In 1837 Behnes was appointed 'Sculptor in Ordinary' to Queen Victoria. His pupils included noted sculptors George Frederic Watts, Thomas Woolner and Henry Weekes, and naturalist Benjamin Waterhouse Hawkins.

Despite huge success, being declared "superior to Chantrey" in bust portraiture, he could not manage his finances and was declared bankrupt in 1861. His final work, the statue of Sir Henry Havelock (1861) in Trafalgar Square, has the claim to fame of being the first known statue based purely upon a photograph of his subject.

It is likely that he was an alcoholic and also a gambler, and this was worsened by bankruptcy. He moved to "miserable lodgings" in Charlotte Street.

He was found lying unconscious in a gutter, with only three pence in his pocket, on New Years Day 1864 and died on 3 January in Middlesex Hospital.

He was buried in an unmarked grave in Kensal Green Cemetery. George Cruikshank, who had known him, campaigned to raise money for a monument and to present a bronze bust of Behnes to the National Gallery, but there was little progress and the campaign was abandoned.

In December 2016, a folio of 41 pages of Behnes' sketches (some double-sided) was sold at auction by Cuttlestones Auctioneers & Valuers at Penkridge in Staffordshire, for £2,200. It includes sketches of the Duke of Newcastle, Sir Thomas Gresham, and Sir Robert Peel.

==Works==
He produced many busts of children, reliefs and also some notable church monuments and statues, including ones of Dr William Babington in St Paul's Cathedral and Major-General Sir Henry Havelock (believed to be the first statue based on a photograph, two casts were made – one is today situated in Trafalgar Square, London, the other in Mowbray Park, Sunderland) and several of Sir Robert Peel (including ones situated in Leeds, Peel Park in Bradford, and at the Peel Centre in Hendon in north-west London). Other subjects included: Thomas Arnold, Sir Joshua Reynolds, Benjamin West and George Cruikshank.

- Bust of Henry Earle, surgeon, Foundling Hospital, London (1817)
- Monument to John Tunno, St. John's Wood Chapel (1819)
- Bust of Dr William Lister FRSE Governor of St Thomas' Hospital in London (1820)
- Monument to Joseph Nollekens, Paddington Parish Church, London (1823)
- Bust of Joseph Marryat, St George's, Grenada, West Indies (1824)
- Bust of James Northcote (1825)
- Bust of Sir Isaac Coffin, 1st Baronet, Athenaeum, Boston, USA (1826)
- Statue of the Earl of Egremont, Petworth House (1826)

**Records shown**
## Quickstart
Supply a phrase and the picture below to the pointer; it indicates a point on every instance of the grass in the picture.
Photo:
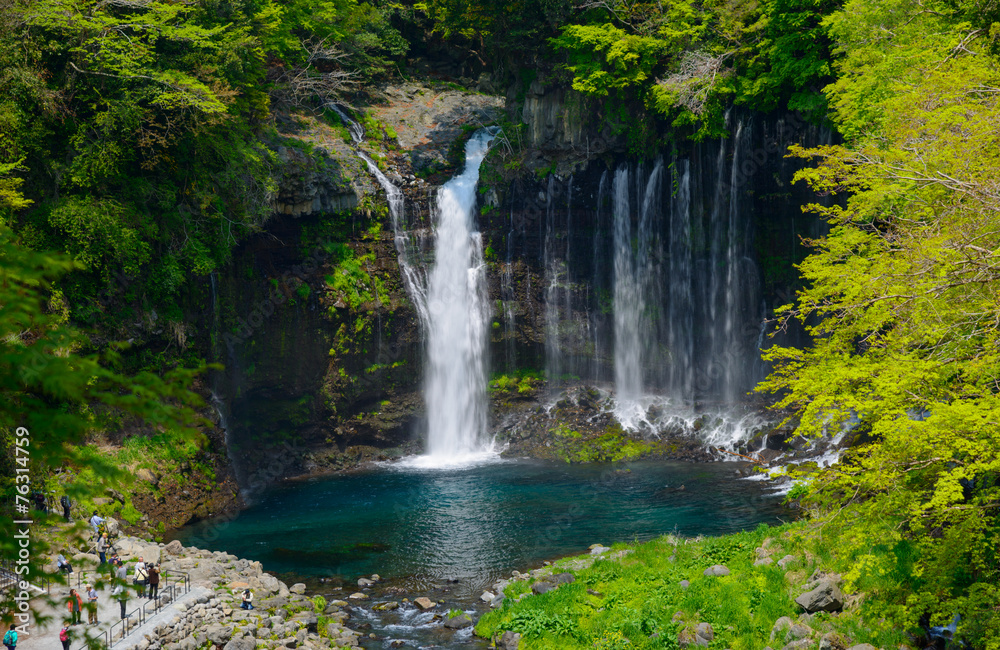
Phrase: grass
(638, 601)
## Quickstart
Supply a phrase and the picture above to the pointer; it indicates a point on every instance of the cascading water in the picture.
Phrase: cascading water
(452, 306)
(458, 310)
(685, 292)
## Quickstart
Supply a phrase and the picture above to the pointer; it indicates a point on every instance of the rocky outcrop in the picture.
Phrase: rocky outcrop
(429, 120)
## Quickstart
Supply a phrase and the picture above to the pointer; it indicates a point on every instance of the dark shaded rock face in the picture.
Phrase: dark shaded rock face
(322, 349)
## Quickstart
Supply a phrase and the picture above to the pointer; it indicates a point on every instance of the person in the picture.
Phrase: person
(140, 577)
(120, 593)
(102, 548)
(91, 605)
(63, 565)
(75, 606)
(154, 581)
(10, 638)
(96, 521)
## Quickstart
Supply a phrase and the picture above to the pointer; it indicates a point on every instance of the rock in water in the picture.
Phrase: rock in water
(510, 641)
(717, 570)
(826, 597)
(542, 587)
(458, 622)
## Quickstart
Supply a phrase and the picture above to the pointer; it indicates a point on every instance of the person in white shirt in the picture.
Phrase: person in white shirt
(141, 577)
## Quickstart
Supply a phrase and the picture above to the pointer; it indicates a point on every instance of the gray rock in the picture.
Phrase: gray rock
(542, 587)
(704, 632)
(800, 644)
(798, 631)
(458, 622)
(219, 634)
(510, 641)
(833, 641)
(687, 638)
(785, 561)
(826, 597)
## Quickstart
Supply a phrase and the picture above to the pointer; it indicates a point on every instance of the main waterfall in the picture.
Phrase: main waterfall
(457, 319)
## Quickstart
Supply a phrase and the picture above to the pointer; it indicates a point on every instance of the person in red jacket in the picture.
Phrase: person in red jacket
(75, 606)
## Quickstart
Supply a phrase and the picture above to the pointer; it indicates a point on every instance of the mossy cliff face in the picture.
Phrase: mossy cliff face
(321, 345)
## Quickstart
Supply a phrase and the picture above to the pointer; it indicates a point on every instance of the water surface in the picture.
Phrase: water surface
(476, 524)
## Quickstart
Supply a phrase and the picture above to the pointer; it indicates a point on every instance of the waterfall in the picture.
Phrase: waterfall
(458, 309)
(628, 305)
(553, 269)
(413, 278)
(508, 297)
(356, 130)
(680, 341)
(218, 396)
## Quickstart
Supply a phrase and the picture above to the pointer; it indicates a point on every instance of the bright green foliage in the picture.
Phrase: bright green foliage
(604, 58)
(902, 302)
(787, 57)
(54, 388)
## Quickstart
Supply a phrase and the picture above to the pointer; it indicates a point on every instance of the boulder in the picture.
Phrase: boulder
(458, 622)
(147, 475)
(800, 644)
(542, 587)
(833, 641)
(716, 570)
(509, 641)
(219, 634)
(826, 597)
(269, 582)
(785, 561)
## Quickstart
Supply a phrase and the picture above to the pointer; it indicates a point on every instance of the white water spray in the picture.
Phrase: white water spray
(458, 317)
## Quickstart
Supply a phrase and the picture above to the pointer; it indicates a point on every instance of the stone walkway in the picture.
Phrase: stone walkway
(108, 613)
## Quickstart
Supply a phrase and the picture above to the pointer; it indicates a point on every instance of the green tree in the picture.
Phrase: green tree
(901, 300)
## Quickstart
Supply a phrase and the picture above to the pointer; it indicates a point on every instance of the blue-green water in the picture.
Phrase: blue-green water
(479, 523)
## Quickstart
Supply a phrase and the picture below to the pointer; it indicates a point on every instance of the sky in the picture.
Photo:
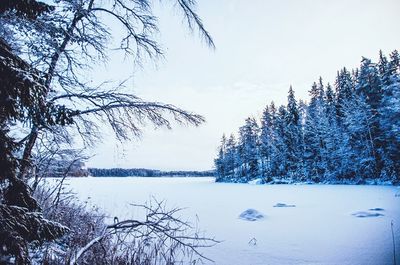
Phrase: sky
(262, 47)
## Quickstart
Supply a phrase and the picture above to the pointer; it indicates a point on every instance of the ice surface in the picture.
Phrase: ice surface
(251, 215)
(283, 205)
(319, 230)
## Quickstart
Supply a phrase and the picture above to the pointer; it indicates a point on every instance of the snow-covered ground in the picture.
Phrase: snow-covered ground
(326, 224)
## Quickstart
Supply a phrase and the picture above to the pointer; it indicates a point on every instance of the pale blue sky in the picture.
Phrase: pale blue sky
(262, 47)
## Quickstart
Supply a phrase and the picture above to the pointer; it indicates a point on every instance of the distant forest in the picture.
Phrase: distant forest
(142, 172)
(348, 132)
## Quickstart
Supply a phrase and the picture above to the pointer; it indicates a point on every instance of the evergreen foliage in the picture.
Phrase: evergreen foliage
(349, 133)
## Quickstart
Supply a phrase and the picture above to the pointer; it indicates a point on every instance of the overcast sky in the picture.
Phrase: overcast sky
(262, 47)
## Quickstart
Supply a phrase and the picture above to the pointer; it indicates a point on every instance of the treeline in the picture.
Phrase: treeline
(142, 172)
(348, 132)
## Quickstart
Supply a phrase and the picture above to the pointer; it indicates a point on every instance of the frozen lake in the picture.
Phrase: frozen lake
(320, 229)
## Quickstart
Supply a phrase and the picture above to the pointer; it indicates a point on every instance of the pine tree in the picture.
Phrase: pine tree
(248, 150)
(219, 162)
(293, 137)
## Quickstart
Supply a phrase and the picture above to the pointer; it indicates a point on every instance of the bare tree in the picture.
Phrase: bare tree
(46, 50)
(67, 41)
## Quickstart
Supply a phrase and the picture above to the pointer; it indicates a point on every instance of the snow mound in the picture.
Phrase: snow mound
(377, 209)
(366, 214)
(251, 215)
(258, 181)
(283, 205)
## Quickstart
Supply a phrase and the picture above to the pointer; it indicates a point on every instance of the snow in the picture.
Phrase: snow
(321, 229)
(251, 215)
(366, 214)
(283, 205)
(258, 181)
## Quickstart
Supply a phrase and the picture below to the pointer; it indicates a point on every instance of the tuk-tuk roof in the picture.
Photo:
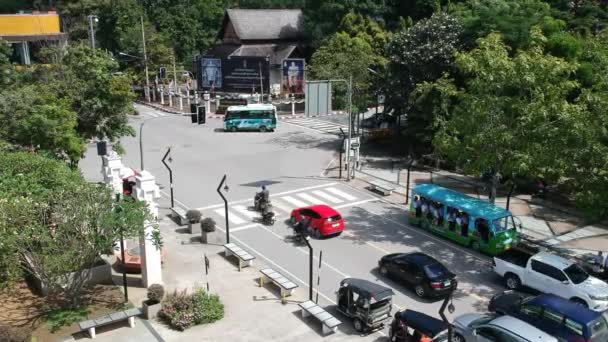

**Required work**
- 1) In the passage on the sculptor Behnes, condense the paragraph beginning "Despite huge success" into a bulleted list that keeps its main facts.
- 2) Extend the passage on the sculptor Behnes, continuing on from its final line.

**Answers for each item**
- 1)
- Behnes was highly successful and was called "superior to Chantrey" in bust portraiture.
- He could not manage his finances and was declared bankrupt in 1861.
- His final work was the 1861 statue of Sir Henry Havelock in Trafalgar Square.
- It is the first known statue based purely on a photograph of its subject.

- 2)
- Bust of Oliver Goldsmith, Trinity College, Dublin (1827)
- Wax bust of Princess Victoria (Later Queen Victoria) (using her actual hair) (1829)
- Figures on the clock-tower at Buckingham Palace (1829)
- Monument to Dr Andrew Bell, Westminster Abbey (1832)
- Monument to Admiral Sir Henry Blackwood, Westminster Abbey (1832)
- Monument to John Woodhouse, Dean of Lichfield, Stoke-on-Trent Parish Church (1833)
- Monument to Sir Henry Russell, 1st Baronet, Swallowfield, Berkshire, (1836)
- Bust of Sir Benjamin Collins Brodie, 1st Baronet, Royal College of Surgeons, London (1836)
- Statue of William Babington, St Paul's Cathedral (1837)
- Monument to William Praed, Tyringham Church (1837)
- Bust of Queen Victoria (1837)
- Monument to Sir John St Aubyn, 5th Baronet, Crowan, Cornwall (1839)
- Bust of Sir Thomas Hardy, naval hero, Greenwich Hospital Chapel (1839)
- Statue of Baron Joy, Dublin (1840)
- The mare's head "The Queen of Beauty" as ridden by Lord Seymour (1843)
- Statue of Sir John Thomas Jones, St Paul's Cathedral (1843)
- Statue of Sir Thomas Gresham, Royal Exchange, London (1845)
- Statue of Sir William Follett, Westminster Abbey, (1850)
- Statue of Robert Peel, Leeds (1852)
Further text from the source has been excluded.